- Text for analysis:
Shared decision-making and patients’ choice of interventions are areas of increasing importance, not least seen in the light of the fact that chronic conditions are increasing, interventions considered important for public health, and still non-acceptance of especially risk-reducing treatments of cardiovascular diseases (CVD) is prevalent. A better understanding of patients’ medication-taking behavior is needed and may be reached by studying the reasons why people accept or decline medication recommendations. The aim of this paper was to identify factors that may influence people’s decisions and reasoning for accepting or declining a cardiovascular preventive medication offer.
From a random sample of 4,000 people aged 40–59 years in a Danish population, 1,169 participants were asked to imagine being at increased risk of cardiovascular disease and being offered a preventive medication. After receiving ‘complete’ information about effectiveness of the medication they were asked whether they would accept medication. Finally, they were asked about reasons for the decision.
A total of 725 (67%) of 1,082 participants accepted the medication offer. Even quite large effects of medication (up to 8 percentage points absolute risk reduction) had a smaller impact on acceptance to medication than personal experience with cardiovascular disease. Furthermore, increasing age of the participant and living with a partner were significantly associated with acceptance. Some 45% of the respondents accepting justified their choice as being for health reasons, and they were more likely to be women, live alone, have higher income and higher education levels. Among those who did not accept the medication offer, 56% indicated that they would rather prefer to change lifestyle.
Medication effectiveness seems to have a moderate influence on people’s decisions to accept preventive medication, while factors such as personal experience with cardiovascular disease may have an equally strong or stronger influence, indicating that practitioners could do well to carefully identify the reasons for their patients’ treatment decisions.
Keywords:Decision-making; Risk assessment; Risk communication; Preventive health services; Primary prevention; Cardiovascular disease; Health behavior
Shared decision-making is based on the principle of patient autonomy [1,2] and practitioners of shared decision-making aim to assist patients in making decisions that are in line with their own values and judgments. If so, there is no universally “correct” decision, and the role of the practitioner is to inform and help the patient think about his or her values and opinions. It then becomes evident that studies evaluating why patients do or do not accept treatment proposals are necessary.
It is also well-known to healthcare personnel that patients do not always take medication as prescribed . Adherence may be improved if patients’ decisions on whether to initiate medication are in accordance with their personal expectations and attitudes . Expectations may be based upon knowledge, including the expected risk reduction resulting from the medication on offer . Decisions concerning medication acceptance may also be influenced by attitudes based on personal life experiences, including educational attainment and earlier experiences with the disease in question, either personally or in the family. Earlier studies provide understanding of links between patients’ and doctors’ perceptions of the patient’s condition, including knowledge of the patient’s reasons for decisions made and subsequent adherence to medication [6,7]. Acknowledging the link between informed consent for medication and subsequent adherence, practitioners may therefore do well to try to gain more knowledge and understanding of their patients’ attitudes and fundamental health beliefs in order to improve communication, correct misinterpretations, and aid the patient in making optimal health decisions.

- Required action: Extend the study text on accepting preventive cardiovascular medication, picking up right after its last sentence. The listing is separate material and is not part of the study text on preventive cardiovascular medication.

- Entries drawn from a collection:
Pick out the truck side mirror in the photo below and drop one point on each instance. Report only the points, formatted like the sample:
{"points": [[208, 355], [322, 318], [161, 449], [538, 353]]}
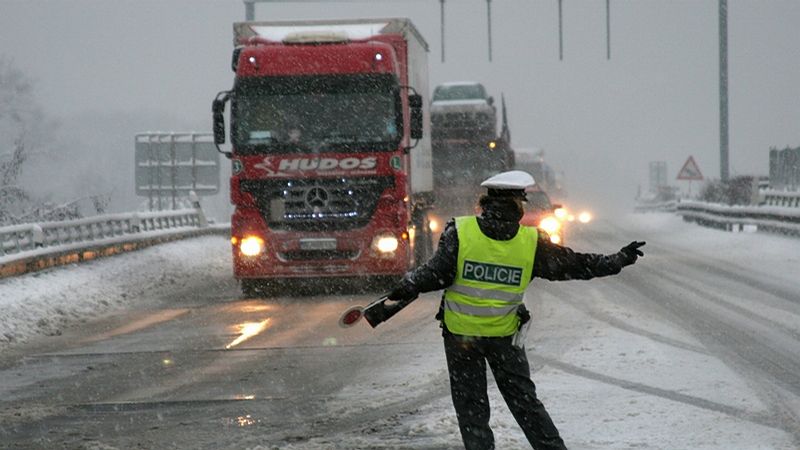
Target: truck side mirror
{"points": [[218, 109], [415, 105]]}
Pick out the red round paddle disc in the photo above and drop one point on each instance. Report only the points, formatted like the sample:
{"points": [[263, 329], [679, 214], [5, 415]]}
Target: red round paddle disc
{"points": [[351, 316]]}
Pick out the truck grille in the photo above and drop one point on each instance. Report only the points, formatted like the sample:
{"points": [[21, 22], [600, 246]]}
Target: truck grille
{"points": [[329, 204], [307, 255]]}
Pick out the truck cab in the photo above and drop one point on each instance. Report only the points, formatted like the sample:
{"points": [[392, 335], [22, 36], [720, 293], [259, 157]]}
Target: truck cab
{"points": [[330, 150], [463, 109]]}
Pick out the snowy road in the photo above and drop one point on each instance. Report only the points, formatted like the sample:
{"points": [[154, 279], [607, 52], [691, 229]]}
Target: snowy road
{"points": [[697, 346]]}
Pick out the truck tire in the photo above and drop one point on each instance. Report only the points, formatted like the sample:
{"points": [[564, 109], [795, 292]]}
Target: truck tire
{"points": [[256, 288], [423, 241]]}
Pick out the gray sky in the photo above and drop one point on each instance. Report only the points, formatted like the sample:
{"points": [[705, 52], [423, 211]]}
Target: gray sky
{"points": [[599, 121]]}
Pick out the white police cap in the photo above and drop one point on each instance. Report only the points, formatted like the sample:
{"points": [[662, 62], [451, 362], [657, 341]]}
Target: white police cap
{"points": [[513, 179], [509, 184]]}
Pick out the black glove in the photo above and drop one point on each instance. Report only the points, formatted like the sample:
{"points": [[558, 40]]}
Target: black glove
{"points": [[631, 251], [403, 292]]}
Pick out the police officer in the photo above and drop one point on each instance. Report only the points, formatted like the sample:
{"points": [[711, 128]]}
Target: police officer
{"points": [[485, 264]]}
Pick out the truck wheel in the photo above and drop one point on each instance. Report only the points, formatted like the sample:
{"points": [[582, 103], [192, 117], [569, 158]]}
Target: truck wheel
{"points": [[423, 242], [260, 288]]}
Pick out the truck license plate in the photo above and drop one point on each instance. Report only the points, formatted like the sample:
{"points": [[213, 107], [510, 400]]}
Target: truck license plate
{"points": [[317, 244]]}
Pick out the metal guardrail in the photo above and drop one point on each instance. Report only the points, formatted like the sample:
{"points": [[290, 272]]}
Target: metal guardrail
{"points": [[30, 247], [22, 238], [778, 219], [668, 206], [781, 198]]}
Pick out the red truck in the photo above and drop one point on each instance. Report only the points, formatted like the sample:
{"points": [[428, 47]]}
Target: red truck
{"points": [[331, 156]]}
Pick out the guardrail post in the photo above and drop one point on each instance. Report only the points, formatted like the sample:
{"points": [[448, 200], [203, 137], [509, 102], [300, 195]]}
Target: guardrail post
{"points": [[193, 197], [37, 235], [135, 223]]}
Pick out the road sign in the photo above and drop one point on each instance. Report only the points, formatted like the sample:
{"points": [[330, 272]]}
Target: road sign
{"points": [[173, 164], [690, 171]]}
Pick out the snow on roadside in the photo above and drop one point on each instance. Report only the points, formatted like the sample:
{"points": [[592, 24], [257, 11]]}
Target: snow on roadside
{"points": [[767, 253], [42, 303]]}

- Task answer:
Lifestyle changes and medication are widely recommended in the prevention of cardiovascular disease (CVD). Recent studies from the US argue that aggressive and targeted interventions are needed to enhance provider and patient adherence to guidelines for CVD risk reduction [8,9]. Other studies define non-acceptance and non-adherence to prescribed medical treatment as unrecognized cardiovascular risk factors, resulting in a significant burden on health care resources [10,11]. In a Canadian study, the authors suggest policies such as education programmes for both the public and for healthcare professionals to avoid underuse of statins .
Although several preventive interventions for chronic diseases such as CVD exist, this population-based study focuses on cardiovascular preventive medication and evaluates communication of effectiveness of a cardiovascular preventive medication in the context of other personal characteristics that may also influence treatment acceptance. The target group was aged 40 to 59 years, and thus at some potential risk of cardiovascular disease due to age (with or without other risk factors), and able to relate to the hypothetical scenario in question. The aim of this study was to identify factors that may influence people’s decisions and subsequent reasoning for accepting or declining cardiovascular preventive medication.
During October through November 2005, a random sample of 4,000 persons aged 40–59 (at 1 January 2005) in the municipality of Odense (approx. 185,000 inhabitants), Denmark, was invited for an interview. Invitees were drawn from the Central Office of Civil Registration (the CPR-Office) under the Ministry for Economic and Interior Affairs.
No information from medical records was obtained, but due to age the individuals belonged to a target group of potential candidates for cardiovascular prevention therapy. Non-responders were followed up with reminders by letter and/or telephone.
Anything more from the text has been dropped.